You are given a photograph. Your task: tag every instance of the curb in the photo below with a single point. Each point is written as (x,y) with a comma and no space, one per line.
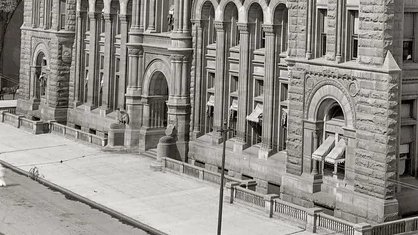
(123,218)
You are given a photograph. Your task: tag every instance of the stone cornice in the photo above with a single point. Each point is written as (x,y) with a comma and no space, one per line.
(219,25)
(243,27)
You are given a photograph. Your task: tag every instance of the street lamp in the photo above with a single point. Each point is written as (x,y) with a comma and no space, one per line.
(223,131)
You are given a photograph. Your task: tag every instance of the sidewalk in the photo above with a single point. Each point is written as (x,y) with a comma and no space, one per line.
(172,203)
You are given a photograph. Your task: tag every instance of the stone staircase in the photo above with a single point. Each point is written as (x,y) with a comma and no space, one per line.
(151,153)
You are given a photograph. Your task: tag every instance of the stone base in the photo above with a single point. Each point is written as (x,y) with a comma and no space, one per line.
(157,165)
(239,146)
(131,137)
(148,138)
(300,189)
(264,153)
(357,208)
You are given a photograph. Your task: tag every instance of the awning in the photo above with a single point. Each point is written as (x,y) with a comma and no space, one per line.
(337,153)
(256,114)
(324,149)
(211,101)
(234,105)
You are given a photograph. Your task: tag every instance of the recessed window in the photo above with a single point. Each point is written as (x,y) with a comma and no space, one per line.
(353,21)
(408,38)
(62,14)
(322,32)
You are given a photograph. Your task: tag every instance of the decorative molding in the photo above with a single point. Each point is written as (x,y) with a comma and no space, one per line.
(219,25)
(243,27)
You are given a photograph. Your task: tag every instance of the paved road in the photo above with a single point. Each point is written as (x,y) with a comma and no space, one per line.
(174,204)
(27,207)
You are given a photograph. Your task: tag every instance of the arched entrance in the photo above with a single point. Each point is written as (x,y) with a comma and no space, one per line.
(157,101)
(40,77)
(332,144)
(155,116)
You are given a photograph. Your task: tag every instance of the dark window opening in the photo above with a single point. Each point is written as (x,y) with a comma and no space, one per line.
(199,164)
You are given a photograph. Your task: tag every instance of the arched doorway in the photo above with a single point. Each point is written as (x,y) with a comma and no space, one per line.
(157,101)
(40,78)
(332,144)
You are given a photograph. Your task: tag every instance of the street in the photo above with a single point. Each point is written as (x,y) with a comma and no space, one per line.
(27,207)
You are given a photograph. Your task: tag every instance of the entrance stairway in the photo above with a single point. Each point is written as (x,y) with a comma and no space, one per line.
(151,153)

- WHAT TO WORK ON
Copy the listing from the line containing "of the recessed" through the end of the listing, changing "arched" to "vaulted" and keeping all else the same.

- RESPONSE TO THE EXERCISE
You are given a photograph. Your task: tag every instance of the recessed window in the photo above with a single point. Each point is written as (x,y) with a comma and no space, one per line.
(353,21)
(408,38)
(62,14)
(322,32)
You are given a photograph. Your task: tag every instance of the decorative molding in the photo above with a single point. Each point is written as (x,y) with a comma and no space, one per line.
(219,25)
(243,27)
You are given a photograph. Your task: tag every instance of the paved road in the photo above with a single point. Each point is written as (x,y) with a comma and no space, one per line.
(174,204)
(27,207)
You are given a photograph. Your task: tag every instance of the vaulted entrance in the photo above with a single point. Each point is written as (x,y) with a comma and no space, one per line.
(157,101)
(40,77)
(332,144)
(155,116)
You are given a photograph. Your task: tag every instance of the dark window opening in the photo above with a single point. Each point is written as (x,y) with a comma and no space, one per line.
(199,164)
You are given a photograph. Your task: tag every instance of the vaulted doorway in the photo above with a single point. Each point is written as (x,y) with a comma and no space, one per line.
(157,101)
(40,78)
(332,144)
You are given a photograph. Your task: tag every instance of the street in the photo above with a single point. Each point is written as (x,y) with a comma and no space, one per line.
(27,207)
You are given a photograph. Your task: tag every instance of the entrance stairway in the photo above with a single point. Each point is written as (x,y) with a comma and no space, one per line.
(151,153)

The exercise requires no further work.